» Exercise goal: Please revise the data starting with the line with "The grounding module scans the image above for the lynx's nose" and going on through the line with "(0, 90), (150, 298)", replacing "grounding module" with "localization module" and leaving everything else unchanged. Give back only those lines, and leave the pictures out.
------------------------------------
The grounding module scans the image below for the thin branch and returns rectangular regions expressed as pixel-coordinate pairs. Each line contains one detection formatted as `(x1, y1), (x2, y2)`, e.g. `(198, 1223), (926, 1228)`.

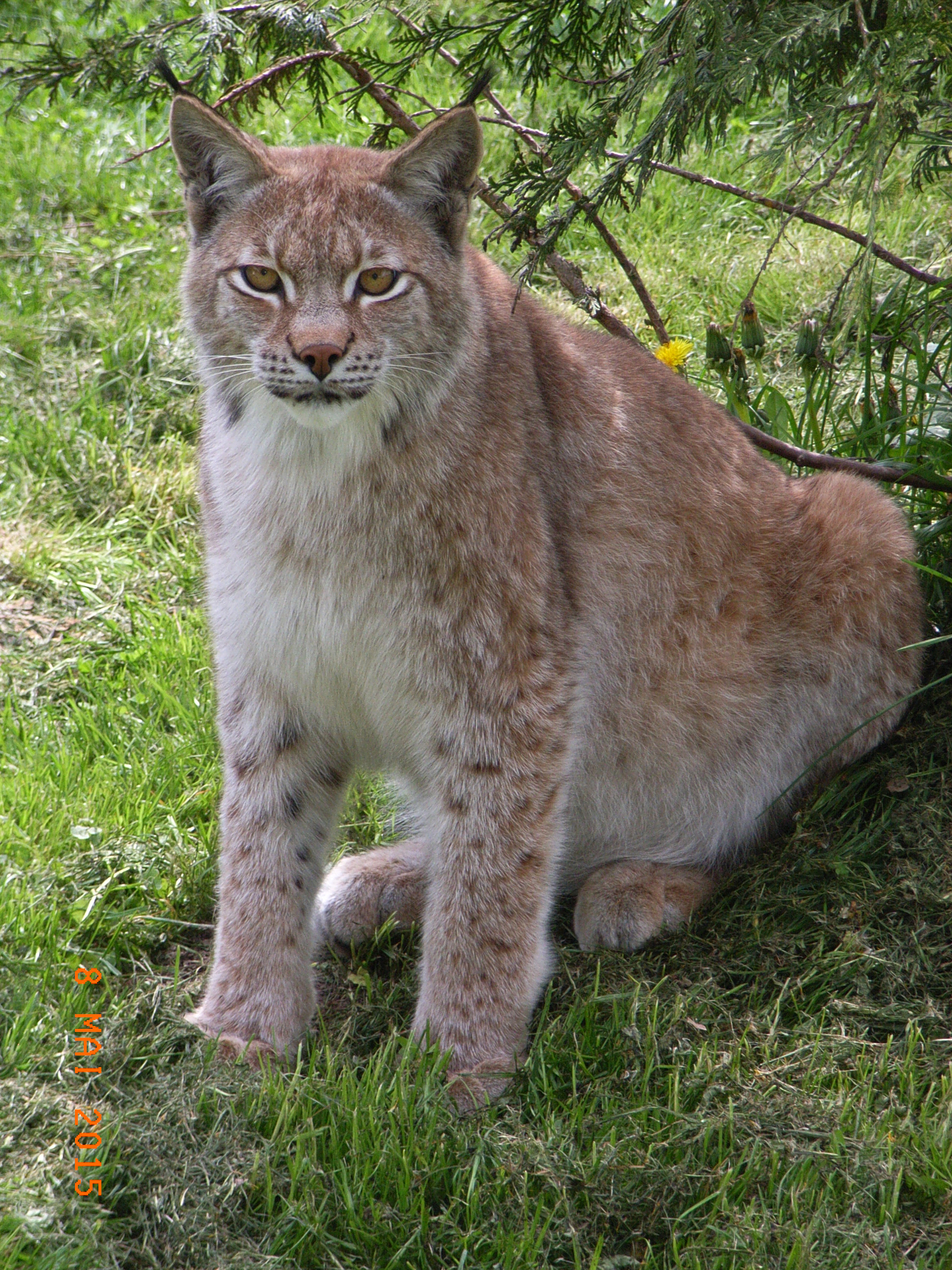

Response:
(387, 5), (670, 344)
(734, 419), (952, 493)
(214, 48), (333, 111)
(627, 158), (952, 287)
(731, 101), (873, 339)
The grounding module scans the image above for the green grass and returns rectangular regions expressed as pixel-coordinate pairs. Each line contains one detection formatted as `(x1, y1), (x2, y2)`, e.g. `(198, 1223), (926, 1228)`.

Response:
(0, 22), (952, 1270)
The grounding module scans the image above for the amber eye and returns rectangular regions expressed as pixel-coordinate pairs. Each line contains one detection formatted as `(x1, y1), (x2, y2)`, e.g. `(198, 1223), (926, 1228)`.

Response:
(357, 269), (397, 296)
(241, 264), (281, 291)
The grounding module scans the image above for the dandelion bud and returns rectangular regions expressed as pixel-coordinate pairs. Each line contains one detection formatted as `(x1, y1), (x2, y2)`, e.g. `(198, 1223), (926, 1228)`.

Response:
(705, 321), (731, 365)
(740, 300), (767, 357)
(793, 318), (820, 362)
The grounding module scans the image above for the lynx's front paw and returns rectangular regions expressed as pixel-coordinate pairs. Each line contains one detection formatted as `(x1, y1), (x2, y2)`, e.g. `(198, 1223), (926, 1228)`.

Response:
(447, 1058), (522, 1115)
(313, 838), (427, 952)
(185, 965), (316, 1067)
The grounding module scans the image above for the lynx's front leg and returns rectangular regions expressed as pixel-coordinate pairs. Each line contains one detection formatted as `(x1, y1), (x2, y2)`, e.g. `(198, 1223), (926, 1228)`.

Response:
(414, 684), (569, 1102)
(187, 695), (345, 1057)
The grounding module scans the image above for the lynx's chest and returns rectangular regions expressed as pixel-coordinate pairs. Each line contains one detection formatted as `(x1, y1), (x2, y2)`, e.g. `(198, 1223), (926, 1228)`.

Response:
(202, 416), (436, 762)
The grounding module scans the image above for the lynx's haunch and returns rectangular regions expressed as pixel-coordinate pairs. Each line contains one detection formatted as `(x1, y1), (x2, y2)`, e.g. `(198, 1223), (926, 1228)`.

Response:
(171, 97), (922, 1096)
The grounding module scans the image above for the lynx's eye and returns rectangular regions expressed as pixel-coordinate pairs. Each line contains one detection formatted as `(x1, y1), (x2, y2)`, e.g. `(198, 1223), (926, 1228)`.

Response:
(357, 268), (397, 296)
(241, 264), (281, 291)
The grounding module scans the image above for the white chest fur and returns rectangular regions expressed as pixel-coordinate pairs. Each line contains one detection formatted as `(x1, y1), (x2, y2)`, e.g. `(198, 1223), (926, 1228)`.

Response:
(203, 401), (429, 770)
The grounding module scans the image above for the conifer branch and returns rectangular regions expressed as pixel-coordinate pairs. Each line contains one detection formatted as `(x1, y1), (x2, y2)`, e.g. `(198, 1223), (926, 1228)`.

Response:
(387, 5), (670, 344)
(635, 160), (952, 287)
(734, 419), (952, 494)
(326, 26), (647, 352)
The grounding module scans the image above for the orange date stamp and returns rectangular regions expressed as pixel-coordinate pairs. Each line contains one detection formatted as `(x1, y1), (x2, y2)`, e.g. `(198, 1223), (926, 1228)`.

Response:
(72, 965), (103, 1197)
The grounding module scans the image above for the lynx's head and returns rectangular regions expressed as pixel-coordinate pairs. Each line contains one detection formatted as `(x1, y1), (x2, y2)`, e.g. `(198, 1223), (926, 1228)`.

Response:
(170, 97), (482, 442)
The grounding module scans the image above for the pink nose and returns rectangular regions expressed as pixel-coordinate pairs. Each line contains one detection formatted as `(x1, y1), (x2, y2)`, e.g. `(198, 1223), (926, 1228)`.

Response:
(297, 344), (344, 380)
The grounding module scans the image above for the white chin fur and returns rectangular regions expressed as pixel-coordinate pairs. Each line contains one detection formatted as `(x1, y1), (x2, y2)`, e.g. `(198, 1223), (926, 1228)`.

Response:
(274, 388), (390, 432)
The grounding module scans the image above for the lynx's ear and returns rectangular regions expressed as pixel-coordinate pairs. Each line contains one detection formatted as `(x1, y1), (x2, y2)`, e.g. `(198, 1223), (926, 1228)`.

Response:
(169, 97), (272, 238)
(384, 105), (482, 250)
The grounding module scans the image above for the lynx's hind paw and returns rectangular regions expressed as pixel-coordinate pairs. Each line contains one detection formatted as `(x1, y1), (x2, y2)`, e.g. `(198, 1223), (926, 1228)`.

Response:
(574, 860), (714, 952)
(313, 838), (427, 954)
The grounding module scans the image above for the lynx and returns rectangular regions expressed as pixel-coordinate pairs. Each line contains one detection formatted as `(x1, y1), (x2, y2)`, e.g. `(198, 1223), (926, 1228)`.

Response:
(171, 95), (923, 1092)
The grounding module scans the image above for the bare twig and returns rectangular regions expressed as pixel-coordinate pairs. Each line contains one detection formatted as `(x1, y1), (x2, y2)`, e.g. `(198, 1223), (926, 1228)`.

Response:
(731, 101), (873, 339)
(622, 158), (952, 287)
(388, 5), (670, 344)
(734, 419), (952, 493)
(214, 48), (332, 111)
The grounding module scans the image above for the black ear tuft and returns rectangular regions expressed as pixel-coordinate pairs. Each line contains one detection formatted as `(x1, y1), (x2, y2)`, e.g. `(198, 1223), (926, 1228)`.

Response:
(384, 105), (482, 250)
(152, 53), (185, 93)
(169, 94), (272, 236)
(459, 66), (496, 105)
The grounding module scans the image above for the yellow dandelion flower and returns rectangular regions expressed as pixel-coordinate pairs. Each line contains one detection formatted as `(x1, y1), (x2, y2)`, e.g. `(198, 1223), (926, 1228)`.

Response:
(655, 339), (694, 371)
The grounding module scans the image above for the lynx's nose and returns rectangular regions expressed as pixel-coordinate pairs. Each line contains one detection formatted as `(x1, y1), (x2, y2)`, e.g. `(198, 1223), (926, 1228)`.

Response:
(297, 344), (344, 380)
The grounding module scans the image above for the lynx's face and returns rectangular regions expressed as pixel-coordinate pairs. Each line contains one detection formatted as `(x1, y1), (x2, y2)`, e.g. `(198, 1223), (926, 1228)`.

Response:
(171, 98), (481, 429)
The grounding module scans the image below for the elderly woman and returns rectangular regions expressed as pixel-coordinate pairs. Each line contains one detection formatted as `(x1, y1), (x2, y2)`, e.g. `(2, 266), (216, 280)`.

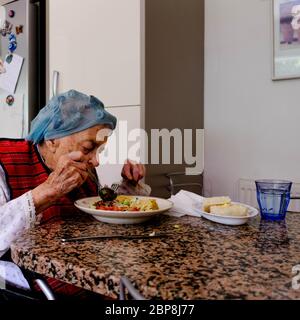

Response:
(0, 90), (150, 298)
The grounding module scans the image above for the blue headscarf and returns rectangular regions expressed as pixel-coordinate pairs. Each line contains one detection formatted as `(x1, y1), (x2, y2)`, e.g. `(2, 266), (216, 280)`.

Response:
(26, 90), (117, 144)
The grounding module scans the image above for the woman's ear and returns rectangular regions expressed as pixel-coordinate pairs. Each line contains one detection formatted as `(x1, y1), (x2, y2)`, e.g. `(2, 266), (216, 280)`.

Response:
(45, 139), (59, 154)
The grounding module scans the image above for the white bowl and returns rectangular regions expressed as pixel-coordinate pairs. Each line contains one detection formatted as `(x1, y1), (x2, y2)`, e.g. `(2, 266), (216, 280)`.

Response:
(195, 202), (258, 226)
(75, 196), (173, 224)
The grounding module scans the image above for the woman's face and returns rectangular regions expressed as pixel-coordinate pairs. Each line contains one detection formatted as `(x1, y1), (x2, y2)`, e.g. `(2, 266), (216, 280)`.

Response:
(45, 125), (112, 170)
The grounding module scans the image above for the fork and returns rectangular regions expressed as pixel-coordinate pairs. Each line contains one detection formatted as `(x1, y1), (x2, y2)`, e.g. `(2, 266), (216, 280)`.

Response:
(88, 170), (120, 202)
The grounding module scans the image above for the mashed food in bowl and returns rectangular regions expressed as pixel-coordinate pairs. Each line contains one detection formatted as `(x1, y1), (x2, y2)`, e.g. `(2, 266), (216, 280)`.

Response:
(202, 197), (249, 217)
(94, 196), (159, 212)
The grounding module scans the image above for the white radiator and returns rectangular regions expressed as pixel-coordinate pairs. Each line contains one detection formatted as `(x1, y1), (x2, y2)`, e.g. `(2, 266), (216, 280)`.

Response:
(237, 179), (300, 212)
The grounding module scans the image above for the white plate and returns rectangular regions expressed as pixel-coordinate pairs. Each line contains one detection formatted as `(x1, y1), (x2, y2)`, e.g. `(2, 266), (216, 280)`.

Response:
(75, 196), (173, 224)
(195, 202), (258, 226)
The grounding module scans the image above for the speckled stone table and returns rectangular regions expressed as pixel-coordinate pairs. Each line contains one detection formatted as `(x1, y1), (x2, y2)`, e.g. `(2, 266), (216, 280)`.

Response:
(12, 214), (300, 300)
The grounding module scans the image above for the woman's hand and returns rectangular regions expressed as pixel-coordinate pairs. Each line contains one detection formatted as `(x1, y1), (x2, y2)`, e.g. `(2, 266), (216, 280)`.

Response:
(122, 160), (146, 185)
(32, 152), (88, 213)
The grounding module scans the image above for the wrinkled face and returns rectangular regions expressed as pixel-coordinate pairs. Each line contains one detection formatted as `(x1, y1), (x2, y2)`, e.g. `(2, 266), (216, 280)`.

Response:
(52, 125), (112, 169)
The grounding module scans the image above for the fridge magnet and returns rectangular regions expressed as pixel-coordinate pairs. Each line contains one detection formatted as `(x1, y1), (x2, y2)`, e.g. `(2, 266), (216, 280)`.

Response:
(273, 0), (300, 80)
(16, 25), (24, 35)
(6, 95), (15, 107)
(8, 10), (16, 18)
(0, 59), (6, 74)
(5, 53), (14, 64)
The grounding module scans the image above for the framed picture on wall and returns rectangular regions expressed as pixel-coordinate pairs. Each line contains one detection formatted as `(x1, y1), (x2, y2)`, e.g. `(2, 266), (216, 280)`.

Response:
(273, 0), (300, 80)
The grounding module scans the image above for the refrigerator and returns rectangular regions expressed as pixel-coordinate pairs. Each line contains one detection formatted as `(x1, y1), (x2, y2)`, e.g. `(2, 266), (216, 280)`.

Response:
(0, 0), (46, 139)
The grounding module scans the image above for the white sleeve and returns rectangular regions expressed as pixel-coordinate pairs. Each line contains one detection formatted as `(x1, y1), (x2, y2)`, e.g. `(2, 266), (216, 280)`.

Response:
------------------------------------
» Solution to this task:
The localization module scans the image above for the lynx's nose and returns rectangular regions expressed as pixel-coordinate pairs. Each line contains one detection formatted as `(x1, y1), (x2, y2)`, e.g. `(198, 1223), (926, 1228)`.

Response:
(297, 344), (344, 380)
The localization module scans the image above for the lynx's face and returns rectangular regions expressed as pixel-coordinate pairs. Each line contains one detection formatted as `(x1, y1), (x2, y2)`, e.g. `(198, 1223), (926, 1228)`.

Response:
(171, 98), (481, 429)
The localization module scans the image below for the elderly woman and returns rectangular regions expressed as pixel-coordinate pairs. Each line contains one detection formatted as `(x1, y1), (x2, y2)`, e.g. `(2, 266), (216, 280)`.


Response:
(0, 90), (150, 298)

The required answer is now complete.